From the entries that follow, gather each line holding the word "instance".

Segmentation mask data
%%

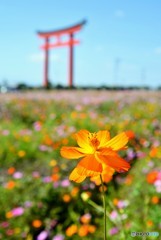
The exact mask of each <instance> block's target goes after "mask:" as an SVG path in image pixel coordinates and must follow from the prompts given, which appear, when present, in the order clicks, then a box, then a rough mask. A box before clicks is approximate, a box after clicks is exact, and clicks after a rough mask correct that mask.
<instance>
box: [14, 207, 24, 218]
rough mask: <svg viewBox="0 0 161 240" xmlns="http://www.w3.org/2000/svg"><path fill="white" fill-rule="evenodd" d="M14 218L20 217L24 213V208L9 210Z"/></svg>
mask: <svg viewBox="0 0 161 240" xmlns="http://www.w3.org/2000/svg"><path fill="white" fill-rule="evenodd" d="M11 212H12V214H13V216H14V217H17V216H21V215H22V214H23V213H24V208H22V207H17V208H14V209H12V210H11Z"/></svg>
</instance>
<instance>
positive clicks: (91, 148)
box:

%%

EXERCISE OUTPUT
The exact mask of each <instance> block's target goes after "mask:" as an SVG path in image pixel coordinates and must follow from the prompts given, which appear, when present, in the order clicks, then a box, then a rough mask. A box before clicks is approximate, a box after clicks is exact, and clicks after a rough mask correct that mask.
<instance>
</instance>
<instance>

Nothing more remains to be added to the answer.